▶ Como fazer
Dê continuidade ao trecho sobre a cobertura do incêndio no hospital pela Folha, escrevendo a partir da última frase apresentada.

▶ Trecho exibido
É tudo o que os leitores puderam fazer após o primeiro dia de relato da Folha, na quarta (a edição da véspera foi concluída antes do episódio): imaginar. Não tiveram a oportunidade de conhecer o drama de quem estava no maior hospital da América Latina.
Em uma edição burocrática e fria, o jornal não publicou o testemunho de quem foi socorrido e de quem socorreu. Não é que não tenha contado bem. Não contou nada. Não se leu o depoimento de ninguém que fugiu do fogo.
As páginas gélidas se desenharam já na primeira, quando o incêndio e suas conseqüências para milhares de pessoas cujo atendimento foi prejudicado não mereceram mais que o título em apenas uma das seis colunas verticais, distante da manchete.
Dentro, não se acompanharam sustos, lágrimas e alívios. Apenas textos pálidos, sem sangue nem alma.
Pedi a palavra da Secretaria de Redação: ‘Houve erro de avaliação do plantonista responsável pela madrugada, que não considerou necessário ir ao local nem avisar as chefias. Isso prejudicou a cobertura’.

▶ Material listado
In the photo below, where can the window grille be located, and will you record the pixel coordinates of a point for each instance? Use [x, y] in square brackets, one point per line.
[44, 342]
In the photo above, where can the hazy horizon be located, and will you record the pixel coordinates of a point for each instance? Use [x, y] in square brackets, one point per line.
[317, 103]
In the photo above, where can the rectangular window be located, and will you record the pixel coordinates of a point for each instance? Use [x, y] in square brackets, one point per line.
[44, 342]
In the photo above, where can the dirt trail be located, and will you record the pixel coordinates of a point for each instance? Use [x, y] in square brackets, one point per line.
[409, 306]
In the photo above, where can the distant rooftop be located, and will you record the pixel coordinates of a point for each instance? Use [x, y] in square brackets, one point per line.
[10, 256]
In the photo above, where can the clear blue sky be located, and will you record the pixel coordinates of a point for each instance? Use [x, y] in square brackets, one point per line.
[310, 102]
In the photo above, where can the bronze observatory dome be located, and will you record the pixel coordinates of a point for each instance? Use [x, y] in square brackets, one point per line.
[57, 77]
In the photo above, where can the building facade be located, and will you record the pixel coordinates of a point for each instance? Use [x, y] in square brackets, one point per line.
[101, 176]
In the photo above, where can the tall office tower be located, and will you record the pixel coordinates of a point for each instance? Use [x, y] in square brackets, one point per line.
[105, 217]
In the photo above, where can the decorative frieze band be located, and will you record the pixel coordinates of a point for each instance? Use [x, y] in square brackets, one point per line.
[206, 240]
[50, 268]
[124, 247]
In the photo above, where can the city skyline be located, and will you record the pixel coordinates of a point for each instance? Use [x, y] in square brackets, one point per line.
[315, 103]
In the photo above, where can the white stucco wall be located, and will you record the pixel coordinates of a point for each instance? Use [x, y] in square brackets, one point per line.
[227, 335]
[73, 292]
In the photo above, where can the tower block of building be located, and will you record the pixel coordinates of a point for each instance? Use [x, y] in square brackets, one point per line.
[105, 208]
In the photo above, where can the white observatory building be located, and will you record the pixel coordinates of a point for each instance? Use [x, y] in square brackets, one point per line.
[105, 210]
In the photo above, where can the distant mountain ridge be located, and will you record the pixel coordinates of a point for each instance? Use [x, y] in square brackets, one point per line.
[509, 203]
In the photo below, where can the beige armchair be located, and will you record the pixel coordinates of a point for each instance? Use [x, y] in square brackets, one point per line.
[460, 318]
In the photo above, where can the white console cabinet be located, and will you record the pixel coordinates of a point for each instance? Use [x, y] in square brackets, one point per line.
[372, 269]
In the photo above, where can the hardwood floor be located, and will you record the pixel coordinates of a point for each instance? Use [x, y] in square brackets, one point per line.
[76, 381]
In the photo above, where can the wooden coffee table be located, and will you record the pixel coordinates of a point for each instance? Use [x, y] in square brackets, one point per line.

▶ Resultado
Com efeito, chegar tarde ao lugar dos fatos atrapalha o trabalho jornalístico, como evidenciam as fotografias (no fotojornalismo, não há como ‘reconstituir’ cenas a partir da voz de quem as viveu).
Mas o atraso na madrugada não impedia a Folha de, na manhã da terça, constatar que o sofrimento de muita gente fora maior do que a impressão original. Bastava dispor-se a procurar quem tinha o que falar e reconhecer a relevância jornalística das histórias.
Se não desse, que se apurasse à tarde. Ou ainda à noite (a edição São Paulo/DF foi ‘fechada’ à 0h35). Vacilos nos plantões da madrugada acontecem, e nenhum jornalista deixou de cometê-los.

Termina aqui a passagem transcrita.